- [PASSAGE PROVIDED]:
--- start ---

Review: Chewy Gooey Crispy Crunchy melt-in-your-mouth cookies

by Alice Medrich


Published by Artisan Books

Now THIS is a cookie book.

For those of you unfamiliar with Alice Medrich, she is commonly referred to as the master of all things cookie and after testing this book I realize just how worthy she is of that title! Her culinary career began with truffles, which eventually led to her opening a chocolate dessert shop. She is the author of eight cookbooks (three of which have won cookbook of the year awards), teaches cooking classes across the country, and works as a well respected chocolate consultant.

This book takes cookies seriously. There is zero tolerance for fooling around when it comes to technique or quality ingredients, the importance of which is emphasized throughout the book. Divided into sections based on cookie texture (chewy, gooey, crispy, crunchy), you will find a wide variety of recipes that include updated traditional, wheat-free, whole-grain, dairy-free and Weight Watchers options. The biggest challenge you’re going to have with this book is choosing which recipe to try first!

What I love the most about Alice’s approach to her cookbooks is her unyielding commitment to testing and resting recipes until they are absolutely perfect. Specific techniques are used to garner specific results. For example; beating salt with the eggs and sugar rather than adding it to the flour will produce brownies with a mousse-like texture. Bake the brownie batter at a high temperature and then plunge the pan into an ice bath and the end result will be dense and creamy. The book is littered with these kinds of helpful tips and tricks guaranteed to be of interest to more experienced cooks, while helping to guide the novice cookie maker through the process of creating amazing cookies.

--- end ---

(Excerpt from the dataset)
--- start ---

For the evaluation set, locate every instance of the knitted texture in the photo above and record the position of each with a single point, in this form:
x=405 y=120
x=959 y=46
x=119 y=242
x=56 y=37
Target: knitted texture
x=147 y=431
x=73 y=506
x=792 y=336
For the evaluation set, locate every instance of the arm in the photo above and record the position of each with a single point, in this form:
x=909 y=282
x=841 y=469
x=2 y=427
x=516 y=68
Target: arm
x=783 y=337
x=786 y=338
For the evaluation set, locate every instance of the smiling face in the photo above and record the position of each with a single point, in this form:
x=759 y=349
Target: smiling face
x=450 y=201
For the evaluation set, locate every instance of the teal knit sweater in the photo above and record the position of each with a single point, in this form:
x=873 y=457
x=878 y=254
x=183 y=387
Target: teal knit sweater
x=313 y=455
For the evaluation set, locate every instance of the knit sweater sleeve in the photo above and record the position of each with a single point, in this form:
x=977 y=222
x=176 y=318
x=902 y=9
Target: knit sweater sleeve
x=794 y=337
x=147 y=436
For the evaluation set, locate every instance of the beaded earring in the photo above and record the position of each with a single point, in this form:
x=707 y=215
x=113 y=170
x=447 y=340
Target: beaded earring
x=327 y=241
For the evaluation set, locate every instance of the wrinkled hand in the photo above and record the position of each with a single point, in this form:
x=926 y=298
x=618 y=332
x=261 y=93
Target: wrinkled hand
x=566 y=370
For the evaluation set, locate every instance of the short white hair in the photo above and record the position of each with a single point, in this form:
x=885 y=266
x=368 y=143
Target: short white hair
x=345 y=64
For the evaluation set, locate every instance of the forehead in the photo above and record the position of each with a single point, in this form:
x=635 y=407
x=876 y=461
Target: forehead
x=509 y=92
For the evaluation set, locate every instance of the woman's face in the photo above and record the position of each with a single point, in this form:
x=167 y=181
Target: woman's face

--- end ---

- [SET TASKS]:
1: Return the part of the cookie book review from "For those of" to "respected chocolate consultant.", word for word.
2: In the cookie book review, what are the book's sections based on?
3: Does each statement agree with the cookie book review? Answer yes or no, and quote the words that decide it.
(a) Alice Medrich's culinary career began with truffles.
(b) Adding salt to the flour produces brownies with a mousse-like texture.
(c) All of Alice Medrich's cookbooks have won cookbook of the year awards.

- [PER-TASK ANSWERS]:
1:
For those of you unfamiliar with Alice Medrich, she is commonly referred to as the master of all things cookie and after testing this book I realize just how worthy she is of that title! Her culinary career began with truffles, which eventually led to her opening a chocolate dessert shop. She is the author of eight cookbooks (three of which have won cookbook of the year awards), teaches cooking classes across the country, and works as a well respected chocolate consultant.

2: Cookie texture: chewy, gooey, crispy and crunchy.

3:
(a) Yes: "Her culinary career began with truffles"
(b) No: "beating salt with the eggs and sugar rather than adding it to the flour will produce brownies with a mousse-like texture"
(c) No: "She is the author of eight cookbooks (three of which have won cookbook of the year awards)"